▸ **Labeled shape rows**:
=======
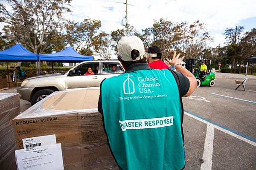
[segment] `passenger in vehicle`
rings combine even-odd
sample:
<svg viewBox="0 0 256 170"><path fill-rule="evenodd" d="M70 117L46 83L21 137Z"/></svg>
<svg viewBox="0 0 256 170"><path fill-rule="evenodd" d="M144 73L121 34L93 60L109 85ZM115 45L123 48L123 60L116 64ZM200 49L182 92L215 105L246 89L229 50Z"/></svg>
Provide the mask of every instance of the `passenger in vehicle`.
<svg viewBox="0 0 256 170"><path fill-rule="evenodd" d="M93 75L94 73L93 71L93 69L91 67L88 67L87 69L87 72L85 73L84 75Z"/></svg>
<svg viewBox="0 0 256 170"><path fill-rule="evenodd" d="M112 66L112 71L116 71L116 65Z"/></svg>

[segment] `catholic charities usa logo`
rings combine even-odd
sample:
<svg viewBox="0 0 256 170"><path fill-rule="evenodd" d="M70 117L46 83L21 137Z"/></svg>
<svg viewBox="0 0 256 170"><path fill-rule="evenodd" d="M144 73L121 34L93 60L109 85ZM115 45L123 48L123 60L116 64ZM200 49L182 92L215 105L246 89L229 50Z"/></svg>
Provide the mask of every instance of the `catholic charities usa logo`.
<svg viewBox="0 0 256 170"><path fill-rule="evenodd" d="M134 82L132 80L131 76L128 74L125 76L128 77L123 83L124 93L125 94L133 94L135 92ZM151 93L154 92L152 88L161 85L161 83L159 82L158 78L153 76L150 77L138 77L138 90L140 93Z"/></svg>
<svg viewBox="0 0 256 170"><path fill-rule="evenodd" d="M139 129L164 127L173 125L173 116L137 120L119 121L122 131L127 129Z"/></svg>

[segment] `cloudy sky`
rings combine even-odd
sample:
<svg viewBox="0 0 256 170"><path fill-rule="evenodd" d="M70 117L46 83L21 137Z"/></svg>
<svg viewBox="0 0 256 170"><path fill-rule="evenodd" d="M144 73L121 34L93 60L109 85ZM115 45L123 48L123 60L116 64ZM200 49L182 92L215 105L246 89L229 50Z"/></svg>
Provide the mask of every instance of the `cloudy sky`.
=======
▸ **INSTRUCTIONS TO FOLLOW**: In the rows above, replace every "rings combine even-odd" with "rings combine by the even-odd rule" and keep all else unchanged. Leave the pictures out of your answer.

▸ **EXERCISE RESULT**:
[segment] `passenger in vehicle`
rings combine by the even-odd rule
sample:
<svg viewBox="0 0 256 170"><path fill-rule="evenodd" d="M70 117L46 83L21 137Z"/></svg>
<svg viewBox="0 0 256 170"><path fill-rule="evenodd" d="M144 73L121 34L93 60L109 85ZM115 45L123 48L123 60L116 64ZM200 49L182 92L215 105L246 89L229 50Z"/></svg>
Provide the mask of every instance of the `passenger in vehicle`.
<svg viewBox="0 0 256 170"><path fill-rule="evenodd" d="M93 75L94 73L93 71L93 69L91 67L88 67L87 69L87 72L85 73L84 75Z"/></svg>
<svg viewBox="0 0 256 170"><path fill-rule="evenodd" d="M112 66L112 71L116 71L116 65Z"/></svg>

[segment] `catholic charities usa logo`
rings combine by the even-odd rule
sample:
<svg viewBox="0 0 256 170"><path fill-rule="evenodd" d="M70 117L46 83L21 137Z"/></svg>
<svg viewBox="0 0 256 170"><path fill-rule="evenodd" d="M144 73L121 34L93 60L109 85ZM115 45L123 48L123 60L116 64ZM200 49L182 92L215 105L246 89L229 50Z"/></svg>
Provide the mask of every instance of the `catholic charities usa logo`.
<svg viewBox="0 0 256 170"><path fill-rule="evenodd" d="M134 82L132 80L131 76L128 74L125 76L128 77L123 83L124 93L125 94L133 94L135 92ZM151 93L154 92L152 88L161 85L161 83L159 82L158 78L153 76L150 77L138 77L138 90L140 93Z"/></svg>
<svg viewBox="0 0 256 170"><path fill-rule="evenodd" d="M139 129L164 127L173 125L173 116L137 120L119 121L122 131L127 129Z"/></svg>

[segment] `cloudy sky`
rings combine by the even-odd rule
sample:
<svg viewBox="0 0 256 170"><path fill-rule="evenodd" d="M70 117L46 83L21 137Z"/></svg>
<svg viewBox="0 0 256 170"><path fill-rule="evenodd" d="M144 73L121 34L93 60L109 85ZM115 45L123 48L123 60L116 64ZM200 49L182 92L215 105L246 89L229 50Z"/></svg>
Provide the mask of every instance of the `cloudy sky`.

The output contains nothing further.